> [What is expected]
Could you repeat these lines with every "even-odd rule" swapped for "nonzero winding rule" and nothing else changed?

Dataset records:
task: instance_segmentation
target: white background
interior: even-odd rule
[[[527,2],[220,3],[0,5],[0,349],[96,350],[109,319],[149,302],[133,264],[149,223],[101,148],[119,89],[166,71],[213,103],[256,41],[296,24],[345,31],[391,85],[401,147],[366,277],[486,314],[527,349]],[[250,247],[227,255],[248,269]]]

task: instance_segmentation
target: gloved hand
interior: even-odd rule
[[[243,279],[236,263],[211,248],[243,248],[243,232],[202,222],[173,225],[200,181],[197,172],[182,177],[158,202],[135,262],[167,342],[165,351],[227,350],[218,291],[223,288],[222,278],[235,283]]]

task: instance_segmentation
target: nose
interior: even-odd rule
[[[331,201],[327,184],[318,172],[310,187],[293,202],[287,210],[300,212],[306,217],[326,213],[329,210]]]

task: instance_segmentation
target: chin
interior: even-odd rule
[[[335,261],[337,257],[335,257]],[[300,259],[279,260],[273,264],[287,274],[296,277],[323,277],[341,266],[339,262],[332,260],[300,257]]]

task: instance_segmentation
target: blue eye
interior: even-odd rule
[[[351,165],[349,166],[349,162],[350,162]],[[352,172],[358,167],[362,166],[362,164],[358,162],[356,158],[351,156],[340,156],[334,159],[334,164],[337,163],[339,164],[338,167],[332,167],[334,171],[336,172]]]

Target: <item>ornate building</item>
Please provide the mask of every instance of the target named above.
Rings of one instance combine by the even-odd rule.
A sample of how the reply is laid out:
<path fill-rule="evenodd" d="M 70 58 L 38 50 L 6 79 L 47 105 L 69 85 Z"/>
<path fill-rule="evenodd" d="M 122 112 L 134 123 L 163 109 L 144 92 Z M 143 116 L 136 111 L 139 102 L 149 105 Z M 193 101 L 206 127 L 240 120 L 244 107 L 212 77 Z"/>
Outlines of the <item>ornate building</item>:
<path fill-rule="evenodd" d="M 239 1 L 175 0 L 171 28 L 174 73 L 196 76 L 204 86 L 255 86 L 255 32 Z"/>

> [Response to the exercise]
task: instance_segmentation
target: white background
interior: nonzero winding rule
[[[527,2],[220,3],[0,5],[0,349],[96,350],[109,319],[149,302],[133,264],[149,223],[101,148],[119,89],[166,71],[213,103],[256,41],[296,24],[345,31],[391,85],[401,147],[366,277],[486,314],[527,349]],[[250,247],[227,255],[248,269]]]

task: instance_segmentation
target: gloved hand
interior: nonzero winding rule
[[[243,279],[236,263],[211,248],[243,248],[243,232],[202,222],[173,225],[200,181],[197,172],[182,177],[158,202],[135,262],[167,342],[165,351],[227,350],[218,291],[223,288],[222,278],[235,283]]]

task: instance_segmentation
target: nose
interior: nonzero winding rule
[[[331,201],[327,184],[318,172],[310,187],[293,202],[287,210],[300,212],[306,217],[326,213],[329,210]]]

task: instance_segmentation
target: chin
interior: nonzero winding rule
[[[335,261],[337,257],[335,257]],[[300,259],[279,260],[273,264],[287,274],[296,277],[323,277],[341,266],[339,262],[332,260],[300,257]]]

task: instance_segmentation
target: blue eye
interior: nonzero winding rule
[[[351,165],[349,166],[349,162],[350,162]],[[352,172],[358,167],[362,166],[362,164],[358,162],[356,158],[351,156],[340,156],[334,159],[334,164],[337,163],[339,164],[338,167],[332,167],[334,171],[336,172]]]

Target: <item>ornate building</item>
Please provide the mask of every instance of the target named above.
Rings of one instance combine by the nonzero winding rule.
A sample of how the reply is laid out:
<path fill-rule="evenodd" d="M 70 58 L 38 50 L 6 79 L 47 105 L 69 85 Z"/>
<path fill-rule="evenodd" d="M 122 112 L 134 123 L 163 109 L 144 92 Z M 143 116 L 136 111 L 139 102 L 149 105 Z M 193 101 L 206 127 L 240 120 L 244 107 L 212 77 Z"/>
Outlines of the <item>ornate building</item>:
<path fill-rule="evenodd" d="M 239 1 L 175 0 L 171 28 L 174 73 L 196 76 L 204 86 L 255 86 L 255 32 Z"/>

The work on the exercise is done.